====== TRECHO ======

PETRÓPOLIS E SUA MALOGRADA ANEXAÇÃO AO DISTRITO FEDERAL – I
Francisco de Vasconcellos, Associado Emérito
A Revolta de 6 de setembro de 1893, fazendo da baia da Guanabara espaço de manobra de parte da esquadra sublevada, deixou Niterói vulnerável à sanha revolucionária.
O Presidente do Estado do Rio de Janeiro, José Thomaz da Porciuncula, não teve outra alternativa senão transferir a capital fluminense para Petrópolis, primeiro, em caráter provisório, segundo o veredicto da Assembléia Legislativa, em fevereiro de 1894, depois, definitivamente, em outubro do mesmo ano, seis meses após o término da Revolta, quando nenhuma razão justificava a permanência da capital no alto da serra da Estrela.
Por quase dez anos, Petrópolis foi o centro do poder no Estado sob as presidências de Porciuncula, Maurício de Abreu, Alberto Torres e Quintino Bocaiúva.
E foi justamente este último que se encarregou de levar a capital serra abaixo, depois de renhido pleito na Assembléia, reintegrando Niterói no seu antigo status de caput do Estado.
É lógico que tal mudança não se deu sem traumas, sem frustrações, sem ressentimentos, sem perdas e ipso facto sem revanchismos.
E houve uma agravante em todo esse quadro: a situação falimentar a que havia chegado o Estado do Rio de Janeiro no fim do desastroso governo de Quintino Bocaiúva, o que coincidiu com a revoada dos políticos no rumo dos novos ninhos niteroienses.
O poder na esfera estadual passou a circular no eixo Campos, Macaé, Niterói, Resende, sob a batuta do novo chefe Nilo Peçanha, eleito Presidente do Estado para cumprir um mandato que começaria com muita esperança a 1º de janeiro de 1904.
Outro aspecto relevante nessa lamentável circunstância, foi a reforma constitucional de 1903, que acabou por deflagrar um processo de transferência de tributos quando os municípios perderam para o Estado o Imposto de Indústrias e Profissões, tendo sido Petrópolis uma das grandes vítimas dessa nova ordem de coisas, dado que aqui estava situado um dos maiores parques industriais da terra fluminense e um de seus mais expressivos centros de atividades profissionais.
Evidentemente que uma crise desse tamanho provocaria reações proporcionais a ela.
Um dos aspectos mais interessantes da atitude revanchista tomada por alguns segmentos ressentidos com as perdas de Petrópolis, logo ao alvorecer do século XX, foi a tentativa de federalização do território petropolitano e sua conseqüente desanexação do todo fluminense.
Esse movimento teve facetas distintas, não contou com o apoio oficial nem no município, nem no Estado, não apresentou qualquer tipo de proselitismo e foi eminentemente sectorial, dado que não expressou a unanimidade do pensamento dos habitantes desta urbe, por razões que serão oportunamente expostas.

====== MATERIAL FORNECIDO ======

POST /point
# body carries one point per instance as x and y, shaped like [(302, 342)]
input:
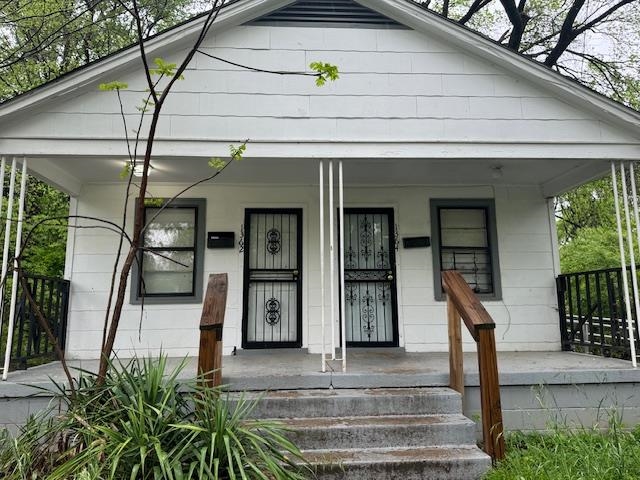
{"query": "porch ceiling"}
[(552, 175)]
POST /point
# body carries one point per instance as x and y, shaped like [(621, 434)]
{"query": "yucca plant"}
[(145, 424)]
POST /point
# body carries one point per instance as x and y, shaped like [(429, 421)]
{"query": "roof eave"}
[(416, 17), (233, 14)]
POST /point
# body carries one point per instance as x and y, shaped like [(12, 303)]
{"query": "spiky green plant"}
[(145, 424)]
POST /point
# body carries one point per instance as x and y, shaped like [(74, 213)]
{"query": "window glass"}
[(464, 234), (172, 227), (168, 272)]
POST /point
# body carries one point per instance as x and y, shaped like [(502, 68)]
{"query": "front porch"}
[(537, 388)]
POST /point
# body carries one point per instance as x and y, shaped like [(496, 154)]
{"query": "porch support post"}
[(634, 200), (2, 168), (632, 262), (343, 317), (5, 256), (623, 260), (322, 319), (332, 271), (14, 285)]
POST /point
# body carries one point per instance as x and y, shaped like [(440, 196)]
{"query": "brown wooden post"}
[(211, 323), (456, 367), (492, 427)]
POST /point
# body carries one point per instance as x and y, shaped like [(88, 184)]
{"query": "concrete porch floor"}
[(537, 388), (366, 368)]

======

_DESAFIOS_
- a) Indique se cada afirmação a seguir está de acordo com o texto sobre Petrópolis. Responda sim ou não e cite entre aspas as palavras do texto que decidem. (i) A transferência definitiva da capital fluminense para Petrópolis ocorreu em outubro de 1894. (ii) O movimento pela federalização de Petrópolis teve apoio oficial do Estado. (iii) O mandato de Nilo Peçanha como Presidente do Estado começaria em 1º de janeiro de 1904.
- b) Continue o texto sobre Petrópolis a partir da última frase.

_RESPOSTAS DO EXERCÍCIO_
- a)
(i) Sim: "depois, definitivamente, em outubro do mesmo ano".
(ii) Não: "não contou com o apoio oficial nem no município, nem no Estado".
(iii) Sim: "para cumprir um mandato que começaria com muita esperança a 1º de janeiro de 1904".

- b)
Em fins de novembro de 1904, tanto a imprensa do Rio como a de Petrópolis, começou a agitar o tema de tornar-se Petrópolis a sede do Governo Federal. A idéia evoluiu para a expansão do Distrito Federal no rumo da serra.
Defendendo esta tese, escreveu a Tribuna de Petrópolis em 29 de novembro de 1904:
“Petrópolis é uma cidade de reputação universal e sua anexação ao Distrito Federal completaria o plano de melhoramentos materiais que o governo atual, com energia e coragem desconhecidas neste país, empreendeu com patriótico intuito de reerguer os créditos do Brasil, injusta e severamente julgado pela sua capital.
Executados esses grandes melhoramentos e anexada ao Distrito Federal uma cidade como a nossa, nada faltará à Capital da República e sem grandes despesas, chegar-se-á ao fim desejado, desafiando as mais incontestáveis exigências”.
O periódico serrano dava a entender que Petrópolis haveria de lucrar pegando uma carona no volume de obras que o Prefeito Pereira Passos estava levando a efeito no Rio de Janeiro.
Isto era o que se lia na entrelinha do artigo. Explicitamente o articulista enumerava as vantagens da anexação:
1º – desaparecimento da anomalia da residência do corpo diplomático fora da sede oficial do governo;
2º – aumento do território da capital da União que, abrangeria, além de Petrópolis, parte do então município de Iguaçu, onde se achavam os reservatórios de água do Distrito Federal e onde depois do saneamento indispensável, podiam ser instaladas inúmeras pequenas indústrias;
3º – beneficiamento da posição estratégica da capital.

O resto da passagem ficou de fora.